Trees at Linda Hall Library

A Kansas City Treasure

The Arboretum at Linda Hall Library is home to hundreds of majestic trees, including several Greater Kansas City Champion Trees. The library was established in 1946 through the philanthropy of Linda (1859-1938) and Herbert Hall (1858-1941). Some of the larger trees were growing here when the library was established, as they were part of the Hall’s original home grounds.

Today Linda Hall Library is among the largest science libraries in the world. Located at 5109 Cherry in Kansas City, this world class library sits in the middle of 14 acres which have, over the past 65 years, been transformed and groomed into an excellent arboretum. The grounds surrounding the library are home to 350 trees representing 147 species. Many of these trees are large, some are rare, and all are fine representatives of their species. Black metal tree stakes neatly mark all of the trees, giving the common name, scientific name and an identification number. The way the trees have been cared for throughout the years is one of the endearing factors that frequently gives me cause to spend several hours, at different times of the year, in the Arboretum at Linda Hall Library.

A large Double Flowered Horse Chestnut grows just a hundred feet from the NE corner of the main building. Deserving of a good scientific name such as Aesculus hippocastanum ‘Baumannii’ this 80’ tall magnificent tree was first identified in Geneva, Switzerland in 1819 and planted at Linda Hall in 1956. The double white flowers are in upright panicles and are showy later and longer then most other trees in this family. Baumannii does not produce fruit, which is a plus, as most members of the buckeyes or horse chestnut family are messy, dropping their fruit and hulls to the ground. The light green leaves usually have seven leaflets in a fan or palm-like shape. Autumn leaf colors are shades of yellow or light brown. Four other varieties of Buckeye grow large and strong on the Linda Hall Library grounds. A 60’ tall Western or Ohio Buckeye is at the entrance as you drive in.

### Available data

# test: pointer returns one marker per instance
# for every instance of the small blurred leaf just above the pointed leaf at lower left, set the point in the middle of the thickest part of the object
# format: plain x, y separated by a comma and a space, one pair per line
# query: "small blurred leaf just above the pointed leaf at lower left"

### Exercise 1
According to the text on the Linda Hall Library trees, in what year was the Double Flowered Horse Chestnut planted there?
### Exercise 2
Update the text on the Linda Hall Library trees between "Trees at Linda" and "original home grounds.", inclusive, changing "majestic" to "stately".
Nothing in the lines is needed here.

### Task solution 1
1956

### Task solution 2
Trees at Linda Hall Library

A Kansas City Treasure

The Arboretum at Linda Hall Library is home to hundreds of stately trees, including several Greater Kansas City Champion Trees. The library was established in 1946 through the philanthropy of Linda (1859-1938) and Herbert Hall (1858-1941). Some of the larger trees were growing here when the library was established, as they were part of the Hall’s original home grounds.